• _Given passage_
“There’s no mystery so great as suffering”, says Oscar Wilde (Rupert Everett in career-best form) in a bedside story to his darling sons from which the film takes its name. And he should know.

Two years “hard labour, hard fare and a hard bed” for the crime of “gross indecency” aka “the love that dare not speak its name” (he along with 50,000 other homosexual and bisexual men were eventually pardoned in 2017).

Public abuse and humiliation which forced him to change his name and flee to Europe, far from the madding crowd in England which he described as “the natural habitat of the hypocrite”. Though not far enough to avoid being chased through the streets of France by a pack of juvenile toffs.

Followed by the triple whammy of penury, depression and meningitis which left him bedridden but not broken as suggested by his dying quip: “I’m in mortal combat with this wallpaper, Robbie. One of us has to go.”

Suffering indeed. But as the rest of the quote goes, “suffering is nothing when there is love: love is everything.” And it was his deep love for Lord Alfred Douglas nicknamed Bosie (Colin Morgan) and the undying love shown to him by Robbie Ross (Edwin Thomas), whose advances he teased with but dismissed on the grounds that he was not as “grand” or “rough” as the former, which were the rocks he clung to during his descent from happy prince to sad pauper.

A spectacular fall from grace which was softened, somewhat, from the support of his loyal friend Reggie Turner (Colin Firth as solid as ever), a daily dose of absinthe and cocaine, and “purple moments” with a string of attractive young men and rent boys including the orphaned street seller Jean (Benjamin Voisin) and hunky waiter Felice (Antonio Spagnuolo).

• _Given records_
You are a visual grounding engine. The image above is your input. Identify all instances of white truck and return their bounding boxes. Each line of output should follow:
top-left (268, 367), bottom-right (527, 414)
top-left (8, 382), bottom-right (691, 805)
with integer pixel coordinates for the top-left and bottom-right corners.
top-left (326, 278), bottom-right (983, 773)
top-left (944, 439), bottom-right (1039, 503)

• _Your objective_
Copy out the film review from "Suffering indeed. But as" to "to sad pauper.", swapping "pauper" for "beggar".

• _Solved problem_
Suffering indeed. But as the rest of the quote goes, “suffering is nothing when there is love: love is everything.” And it was his deep love for Lord Alfred Douglas nicknamed Bosie (Colin Morgan) and the undying love shown to him by Robbie Ross (Edwin Thomas), whose advances he teased with but dismissed on the grounds that he was not as “grand” or “rough” as the former, which were the rocks he clung to during his descent from happy prince to sad beggar.